[Position identification records]

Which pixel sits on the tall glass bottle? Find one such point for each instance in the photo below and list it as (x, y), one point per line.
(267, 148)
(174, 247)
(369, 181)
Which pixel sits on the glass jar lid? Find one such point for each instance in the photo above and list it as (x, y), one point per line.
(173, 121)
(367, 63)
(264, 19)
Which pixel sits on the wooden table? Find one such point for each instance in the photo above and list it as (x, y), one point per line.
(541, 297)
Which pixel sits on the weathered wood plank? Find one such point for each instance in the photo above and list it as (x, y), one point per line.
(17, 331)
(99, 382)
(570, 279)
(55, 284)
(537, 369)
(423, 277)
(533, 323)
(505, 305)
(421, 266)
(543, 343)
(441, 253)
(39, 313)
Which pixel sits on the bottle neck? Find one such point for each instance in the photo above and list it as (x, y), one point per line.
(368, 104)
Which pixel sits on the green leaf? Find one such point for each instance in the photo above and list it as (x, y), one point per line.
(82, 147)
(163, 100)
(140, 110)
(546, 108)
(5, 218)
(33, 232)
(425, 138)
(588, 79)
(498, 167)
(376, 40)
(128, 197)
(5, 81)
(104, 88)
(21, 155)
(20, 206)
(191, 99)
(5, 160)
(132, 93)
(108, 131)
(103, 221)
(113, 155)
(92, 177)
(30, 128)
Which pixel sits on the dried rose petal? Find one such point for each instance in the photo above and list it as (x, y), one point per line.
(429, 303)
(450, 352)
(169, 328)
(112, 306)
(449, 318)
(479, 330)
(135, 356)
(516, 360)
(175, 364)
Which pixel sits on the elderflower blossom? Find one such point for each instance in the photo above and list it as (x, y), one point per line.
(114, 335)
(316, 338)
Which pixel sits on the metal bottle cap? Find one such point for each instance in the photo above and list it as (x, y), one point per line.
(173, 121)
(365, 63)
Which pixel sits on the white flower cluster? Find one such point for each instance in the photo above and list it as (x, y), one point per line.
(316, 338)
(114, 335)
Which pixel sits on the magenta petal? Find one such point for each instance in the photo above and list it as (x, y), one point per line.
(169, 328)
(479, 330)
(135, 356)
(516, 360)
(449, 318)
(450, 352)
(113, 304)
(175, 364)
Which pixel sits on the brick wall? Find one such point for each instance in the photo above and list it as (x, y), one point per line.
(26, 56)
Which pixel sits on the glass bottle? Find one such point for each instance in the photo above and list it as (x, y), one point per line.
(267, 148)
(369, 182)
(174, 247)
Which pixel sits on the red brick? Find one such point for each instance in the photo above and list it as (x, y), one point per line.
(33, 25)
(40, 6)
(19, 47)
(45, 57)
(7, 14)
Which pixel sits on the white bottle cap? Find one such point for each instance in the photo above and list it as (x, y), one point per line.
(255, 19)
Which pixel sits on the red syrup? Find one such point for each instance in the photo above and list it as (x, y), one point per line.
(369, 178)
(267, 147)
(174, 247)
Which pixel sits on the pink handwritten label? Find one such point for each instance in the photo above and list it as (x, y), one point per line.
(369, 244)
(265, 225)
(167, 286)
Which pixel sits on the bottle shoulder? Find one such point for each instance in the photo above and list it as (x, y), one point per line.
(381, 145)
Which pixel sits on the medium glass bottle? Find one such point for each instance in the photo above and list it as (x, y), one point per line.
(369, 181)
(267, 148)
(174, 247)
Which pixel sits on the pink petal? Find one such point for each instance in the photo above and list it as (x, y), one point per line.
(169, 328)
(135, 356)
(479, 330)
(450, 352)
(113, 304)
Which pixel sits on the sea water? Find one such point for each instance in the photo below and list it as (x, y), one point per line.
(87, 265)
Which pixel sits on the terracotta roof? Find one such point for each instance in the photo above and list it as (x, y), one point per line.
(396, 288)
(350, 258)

» STATED PROBLEM: Return the line that contains "Which pixel sits on the brick" along with every line after it through the end of the entries, exactly, adding nothing.

» THE SOLUTION:
Which pixel sits on the brick wall? Find one such point for each instance in the photo above and list it as (x, y), one point per line.
(26, 56)
Which pixel sits on the glass bottle? Find one such point for each instance in the photo above and list it as (x, y), one point per line.
(267, 148)
(369, 182)
(174, 247)
Which pixel sits on the red brick? Find one such point for each instance in the photo above and list it as (x, y), one point per line.
(33, 25)
(40, 6)
(19, 47)
(45, 57)
(7, 14)
Which pixel sits on the white bottle cap? Find one such point for each instance in the photo above and list it as (x, y), one point per line.
(255, 19)
Which pixel sits on the red syrup? Find one such point for each instance in the photo above and list it as (x, y), one point per line.
(369, 178)
(267, 147)
(174, 247)
Which pixel sits on the pink handwritten label? Find one such point for each instance in the photo above and list it as (x, y), one point per line.
(369, 244)
(265, 225)
(167, 286)
Which pixel sits on the bottle shoulder? Find one such point for each instance in the photo above and list it as (x, y), one point per line.
(381, 145)
Which pixel sits on the medium glass bottle? Find one such point for each instance in the photo above and list it as (x, y), one point per line.
(369, 181)
(267, 148)
(174, 247)
Which pixel sits on the pink petal? Find one such point for each instance in the photo above and list it as (x, y), one point per line.
(169, 328)
(135, 356)
(479, 330)
(450, 352)
(113, 304)
Which pixel sits on the sea water? Find one such point for each instance in the photo below and list it as (x, y), one point per line.
(87, 265)
Which pixel sits on the terracotta roof? Find one such point for each instance in the photo above and list it as (x, y), one point per line.
(396, 288)
(350, 258)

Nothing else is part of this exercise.